The Brumby Aircraft Brumby 610 Evolution is an Australian single-engined, two-seat, training or touring, cabin monoplane of all-metal construction. The aircraft is built by Brumby Aircraft Australia as a production or kit aircraft at Cowra Airport, Australia.

==Design and development==
Announced in 2010, the Brumby 610 is essentially a high-wing development of the Brumby 600, featuring a slightly larger fuel capacity and heavy-duty undercarriage components. Designed primarily as a trainer to focus on landing phases, the Brumby 610 also displays benign stall characteristics, with a lower landing speed than the Brumby 600, and a stall speed of 38 knots (70 km/h). It has fixed tricycle landing gear and seating for two in side-by-side configuration, with doors on each side of the cabin. The Brumby 610 is available with two powerplants; the 100 to 116 hp Lycoming IO-233 or 100 hp Rotax 912 series engine, driving a two or three bladed propeller. Unlike the Brumby 600, the Brumby 610 is not offered with the Jabiru 3300 engine option. The prototype was first flown under Recreational Aviation Australia registration in March 2011, and by 2014 eight had been delivered, either as kits or complete aircraft. A factory built Brumby 610 was the first aircraft in Australia to be fitted with the Lycoming O-233 engine.

◆ Data excerpts ◆
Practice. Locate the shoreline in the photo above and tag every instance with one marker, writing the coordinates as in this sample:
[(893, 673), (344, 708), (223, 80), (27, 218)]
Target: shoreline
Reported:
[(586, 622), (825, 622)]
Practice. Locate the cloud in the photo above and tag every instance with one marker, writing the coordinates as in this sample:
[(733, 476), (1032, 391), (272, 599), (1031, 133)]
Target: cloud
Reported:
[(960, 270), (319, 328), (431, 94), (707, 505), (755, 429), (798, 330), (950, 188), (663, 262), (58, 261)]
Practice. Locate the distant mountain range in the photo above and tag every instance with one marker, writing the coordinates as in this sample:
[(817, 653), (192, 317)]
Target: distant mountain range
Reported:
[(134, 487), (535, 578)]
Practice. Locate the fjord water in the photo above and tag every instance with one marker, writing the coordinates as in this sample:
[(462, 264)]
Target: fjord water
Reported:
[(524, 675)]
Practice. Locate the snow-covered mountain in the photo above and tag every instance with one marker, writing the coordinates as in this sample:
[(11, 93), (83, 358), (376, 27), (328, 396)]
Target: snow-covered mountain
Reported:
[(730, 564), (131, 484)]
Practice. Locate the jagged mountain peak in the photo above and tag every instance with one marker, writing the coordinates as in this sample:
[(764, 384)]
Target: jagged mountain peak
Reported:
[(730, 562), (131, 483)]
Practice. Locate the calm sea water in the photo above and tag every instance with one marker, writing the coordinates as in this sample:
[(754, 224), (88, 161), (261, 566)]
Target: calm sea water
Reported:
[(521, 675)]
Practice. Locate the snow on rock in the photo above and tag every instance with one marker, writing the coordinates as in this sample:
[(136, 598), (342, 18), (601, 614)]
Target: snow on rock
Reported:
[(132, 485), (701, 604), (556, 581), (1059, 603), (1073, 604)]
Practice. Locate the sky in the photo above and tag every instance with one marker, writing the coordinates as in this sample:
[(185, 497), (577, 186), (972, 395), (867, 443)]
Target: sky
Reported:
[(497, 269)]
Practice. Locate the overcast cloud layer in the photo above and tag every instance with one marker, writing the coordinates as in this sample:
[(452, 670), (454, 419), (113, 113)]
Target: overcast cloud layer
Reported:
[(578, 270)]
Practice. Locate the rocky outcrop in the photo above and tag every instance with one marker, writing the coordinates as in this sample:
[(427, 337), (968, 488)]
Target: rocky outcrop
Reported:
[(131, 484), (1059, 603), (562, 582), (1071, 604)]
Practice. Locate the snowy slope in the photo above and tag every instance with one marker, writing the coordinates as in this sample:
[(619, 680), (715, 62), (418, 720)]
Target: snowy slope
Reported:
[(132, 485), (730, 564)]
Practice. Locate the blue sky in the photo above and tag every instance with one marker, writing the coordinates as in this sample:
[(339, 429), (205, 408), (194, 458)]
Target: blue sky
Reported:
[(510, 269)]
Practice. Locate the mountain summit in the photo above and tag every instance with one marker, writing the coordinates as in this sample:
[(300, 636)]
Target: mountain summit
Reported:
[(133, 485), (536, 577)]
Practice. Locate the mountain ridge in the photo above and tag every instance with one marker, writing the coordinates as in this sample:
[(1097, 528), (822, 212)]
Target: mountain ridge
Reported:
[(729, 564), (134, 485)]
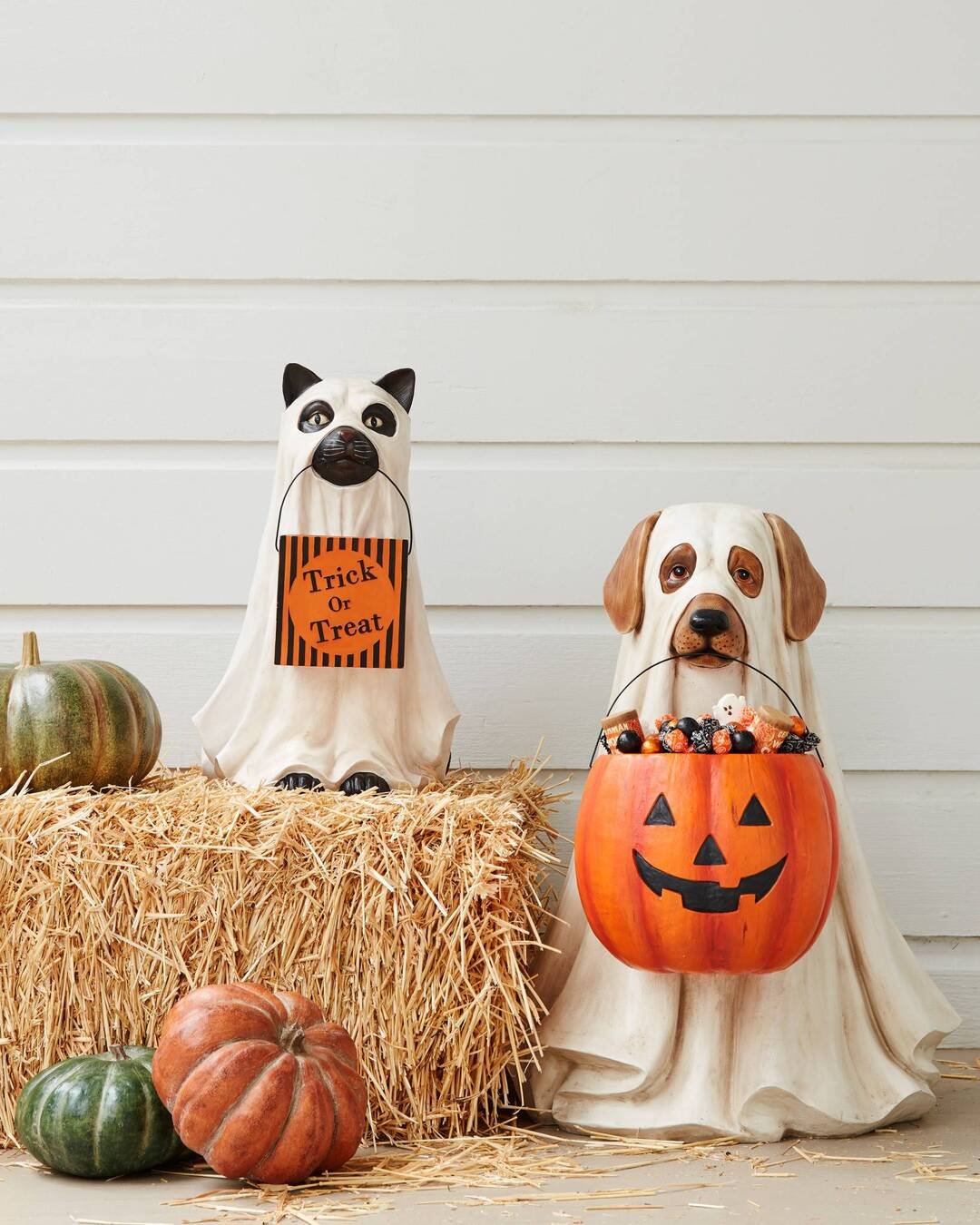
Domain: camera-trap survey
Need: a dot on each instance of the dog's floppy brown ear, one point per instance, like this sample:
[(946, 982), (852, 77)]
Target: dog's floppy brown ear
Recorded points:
[(804, 591), (622, 590)]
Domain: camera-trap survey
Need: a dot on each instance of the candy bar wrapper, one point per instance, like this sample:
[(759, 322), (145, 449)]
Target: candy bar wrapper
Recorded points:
[(625, 720)]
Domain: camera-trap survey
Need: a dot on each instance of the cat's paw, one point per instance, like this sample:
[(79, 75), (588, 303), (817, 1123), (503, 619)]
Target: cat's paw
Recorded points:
[(363, 781), (299, 783)]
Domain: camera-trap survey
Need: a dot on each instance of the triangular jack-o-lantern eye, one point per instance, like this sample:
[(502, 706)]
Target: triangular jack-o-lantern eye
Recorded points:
[(755, 815), (659, 814)]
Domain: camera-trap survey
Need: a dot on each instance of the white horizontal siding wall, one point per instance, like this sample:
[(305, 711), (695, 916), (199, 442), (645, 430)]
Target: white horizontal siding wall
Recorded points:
[(637, 252)]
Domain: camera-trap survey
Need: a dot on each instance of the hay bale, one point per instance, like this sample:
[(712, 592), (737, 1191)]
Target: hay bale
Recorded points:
[(412, 917)]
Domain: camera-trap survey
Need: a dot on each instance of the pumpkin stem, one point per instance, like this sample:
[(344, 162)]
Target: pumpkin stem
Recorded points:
[(291, 1038), (30, 654)]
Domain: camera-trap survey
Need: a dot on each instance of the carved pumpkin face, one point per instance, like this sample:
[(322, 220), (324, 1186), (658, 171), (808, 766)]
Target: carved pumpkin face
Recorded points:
[(699, 864)]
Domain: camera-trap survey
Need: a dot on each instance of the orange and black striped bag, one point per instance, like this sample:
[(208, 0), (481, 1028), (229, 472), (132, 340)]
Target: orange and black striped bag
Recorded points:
[(340, 602)]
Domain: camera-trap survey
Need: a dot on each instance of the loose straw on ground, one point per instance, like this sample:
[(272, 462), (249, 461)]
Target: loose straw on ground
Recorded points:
[(412, 917)]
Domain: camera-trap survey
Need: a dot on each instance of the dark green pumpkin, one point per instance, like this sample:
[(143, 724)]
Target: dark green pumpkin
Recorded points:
[(97, 1116), (98, 714)]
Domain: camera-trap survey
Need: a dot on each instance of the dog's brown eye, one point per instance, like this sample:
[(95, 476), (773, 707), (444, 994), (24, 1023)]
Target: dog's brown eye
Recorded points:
[(746, 570), (678, 567), (315, 416)]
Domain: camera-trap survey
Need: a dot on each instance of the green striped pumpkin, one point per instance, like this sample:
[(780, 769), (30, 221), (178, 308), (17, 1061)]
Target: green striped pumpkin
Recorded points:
[(97, 1116), (97, 713)]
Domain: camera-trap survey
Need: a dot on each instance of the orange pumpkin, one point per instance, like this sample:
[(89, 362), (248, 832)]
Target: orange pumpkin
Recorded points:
[(702, 864), (260, 1084)]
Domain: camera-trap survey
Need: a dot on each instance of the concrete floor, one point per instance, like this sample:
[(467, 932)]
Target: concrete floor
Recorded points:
[(739, 1186)]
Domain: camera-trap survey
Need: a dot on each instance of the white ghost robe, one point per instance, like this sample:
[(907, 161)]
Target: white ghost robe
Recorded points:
[(837, 1044), (265, 720)]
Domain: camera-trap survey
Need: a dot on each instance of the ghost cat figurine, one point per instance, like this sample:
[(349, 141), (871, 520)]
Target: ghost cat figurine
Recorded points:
[(333, 681)]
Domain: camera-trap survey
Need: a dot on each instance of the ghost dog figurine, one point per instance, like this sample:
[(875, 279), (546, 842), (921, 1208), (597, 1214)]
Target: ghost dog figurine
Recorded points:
[(839, 1043), (333, 681)]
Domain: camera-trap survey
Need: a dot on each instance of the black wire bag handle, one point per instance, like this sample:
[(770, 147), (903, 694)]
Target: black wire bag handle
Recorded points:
[(387, 478), (696, 654)]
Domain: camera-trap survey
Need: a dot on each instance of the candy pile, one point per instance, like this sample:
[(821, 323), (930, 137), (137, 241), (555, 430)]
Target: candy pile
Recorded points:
[(732, 727)]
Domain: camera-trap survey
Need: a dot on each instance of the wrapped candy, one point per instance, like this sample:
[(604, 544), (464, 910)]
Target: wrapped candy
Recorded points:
[(804, 744), (614, 724), (770, 728)]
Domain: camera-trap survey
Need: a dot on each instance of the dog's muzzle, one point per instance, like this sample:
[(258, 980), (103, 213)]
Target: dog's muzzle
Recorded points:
[(346, 457), (710, 623)]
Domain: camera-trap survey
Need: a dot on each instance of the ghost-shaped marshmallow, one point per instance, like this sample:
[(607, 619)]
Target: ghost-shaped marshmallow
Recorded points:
[(729, 708)]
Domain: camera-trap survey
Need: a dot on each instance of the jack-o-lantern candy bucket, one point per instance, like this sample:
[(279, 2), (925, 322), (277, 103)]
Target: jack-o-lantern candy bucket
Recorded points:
[(703, 865)]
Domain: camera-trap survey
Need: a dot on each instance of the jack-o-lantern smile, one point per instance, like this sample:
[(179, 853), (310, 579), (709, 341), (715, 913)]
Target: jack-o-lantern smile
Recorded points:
[(708, 897), (674, 853)]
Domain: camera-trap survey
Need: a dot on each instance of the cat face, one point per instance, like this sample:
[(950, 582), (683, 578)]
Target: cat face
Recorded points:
[(347, 429)]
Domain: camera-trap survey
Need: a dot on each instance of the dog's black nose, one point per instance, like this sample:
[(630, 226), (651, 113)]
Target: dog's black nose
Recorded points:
[(708, 622)]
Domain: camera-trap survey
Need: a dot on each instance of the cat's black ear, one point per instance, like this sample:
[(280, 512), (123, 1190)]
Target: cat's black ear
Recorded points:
[(296, 381), (399, 384)]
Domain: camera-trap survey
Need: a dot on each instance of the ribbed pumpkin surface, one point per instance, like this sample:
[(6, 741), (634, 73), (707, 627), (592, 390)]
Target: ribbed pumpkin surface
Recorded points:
[(97, 1116), (260, 1084), (702, 864), (97, 713)]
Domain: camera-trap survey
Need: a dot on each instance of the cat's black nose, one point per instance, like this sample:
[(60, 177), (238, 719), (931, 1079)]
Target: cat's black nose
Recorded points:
[(708, 622)]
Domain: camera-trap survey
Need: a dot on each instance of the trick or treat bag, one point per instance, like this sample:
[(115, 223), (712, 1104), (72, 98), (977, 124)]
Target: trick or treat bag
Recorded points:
[(340, 602)]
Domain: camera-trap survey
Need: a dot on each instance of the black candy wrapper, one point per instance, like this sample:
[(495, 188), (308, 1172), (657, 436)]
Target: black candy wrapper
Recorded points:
[(804, 744)]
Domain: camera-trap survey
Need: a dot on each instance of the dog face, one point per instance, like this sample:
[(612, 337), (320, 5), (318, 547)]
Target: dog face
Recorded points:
[(721, 570), (347, 427)]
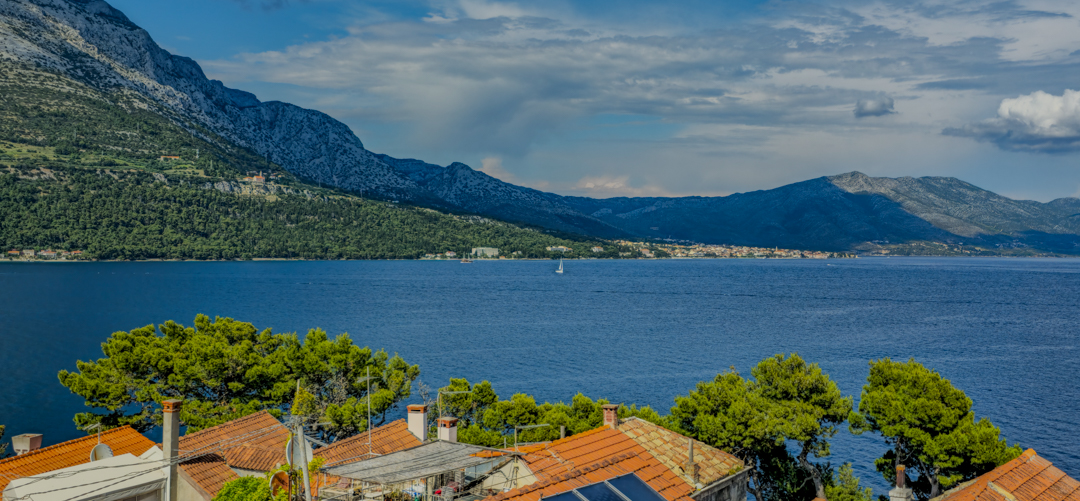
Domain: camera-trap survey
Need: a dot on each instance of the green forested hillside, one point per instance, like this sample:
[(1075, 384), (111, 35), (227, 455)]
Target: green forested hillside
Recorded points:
[(85, 126), (133, 215), (80, 168)]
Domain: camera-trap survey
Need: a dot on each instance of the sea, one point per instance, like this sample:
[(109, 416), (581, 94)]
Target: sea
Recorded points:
[(1007, 332)]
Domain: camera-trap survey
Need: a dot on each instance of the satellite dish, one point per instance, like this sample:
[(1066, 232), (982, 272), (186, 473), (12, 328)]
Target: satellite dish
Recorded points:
[(293, 452), (278, 483), (99, 451)]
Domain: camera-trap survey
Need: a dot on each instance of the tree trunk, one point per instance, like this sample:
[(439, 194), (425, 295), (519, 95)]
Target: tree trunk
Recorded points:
[(814, 474), (935, 486)]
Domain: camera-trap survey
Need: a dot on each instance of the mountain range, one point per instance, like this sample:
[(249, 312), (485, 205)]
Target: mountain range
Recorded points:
[(92, 43)]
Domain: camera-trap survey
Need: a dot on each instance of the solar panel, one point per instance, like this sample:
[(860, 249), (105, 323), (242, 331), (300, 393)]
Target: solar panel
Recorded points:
[(634, 488), (621, 488), (599, 492)]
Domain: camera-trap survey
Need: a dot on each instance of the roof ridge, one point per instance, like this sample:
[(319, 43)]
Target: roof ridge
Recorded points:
[(1048, 466), (363, 434), (566, 476), (218, 428), (110, 431)]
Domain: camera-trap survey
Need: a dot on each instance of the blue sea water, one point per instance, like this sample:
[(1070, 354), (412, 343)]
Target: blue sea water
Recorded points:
[(1004, 330)]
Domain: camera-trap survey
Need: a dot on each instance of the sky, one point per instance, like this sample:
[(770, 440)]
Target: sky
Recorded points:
[(632, 97)]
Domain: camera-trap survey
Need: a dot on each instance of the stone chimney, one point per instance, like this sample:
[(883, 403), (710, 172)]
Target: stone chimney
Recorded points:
[(26, 443), (448, 429), (901, 492), (418, 421), (611, 416), (171, 442), (691, 468)]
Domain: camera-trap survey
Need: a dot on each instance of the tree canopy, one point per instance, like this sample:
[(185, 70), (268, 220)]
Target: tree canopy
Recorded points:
[(786, 401), (485, 419), (225, 369), (929, 425)]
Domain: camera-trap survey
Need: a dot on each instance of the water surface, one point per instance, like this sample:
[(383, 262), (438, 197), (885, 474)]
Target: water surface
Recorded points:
[(1004, 330)]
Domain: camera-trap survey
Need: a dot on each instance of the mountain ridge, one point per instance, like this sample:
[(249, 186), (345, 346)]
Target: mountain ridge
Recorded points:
[(96, 44)]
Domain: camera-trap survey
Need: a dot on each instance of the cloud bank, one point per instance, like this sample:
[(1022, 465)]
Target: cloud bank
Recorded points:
[(1037, 122), (581, 102), (876, 107)]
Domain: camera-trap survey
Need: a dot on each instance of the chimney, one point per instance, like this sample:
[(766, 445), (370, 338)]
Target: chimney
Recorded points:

◆ What you will do ◆
**A.** Repeat the portion of the Brumby 610 text starting at "The Brumby Aircraft" and ending at "Cowra Airport, Australia.".
**B.** According to the Brumby 610 text, which engine option offered for the Brumby 600 is not available for the Brumby 610?

◆ Answers for the exercise ◆
**A.**
The Brumby Aircraft Brumby 610 Evolution is an Australian single-engined, two-seat, training or touring, cabin monoplane of all-metal construction. The aircraft is built by Brumby Aircraft Australia as a production or kit aircraft at Cowra Airport, Australia.

**B.** The Jabiru 3300 engine.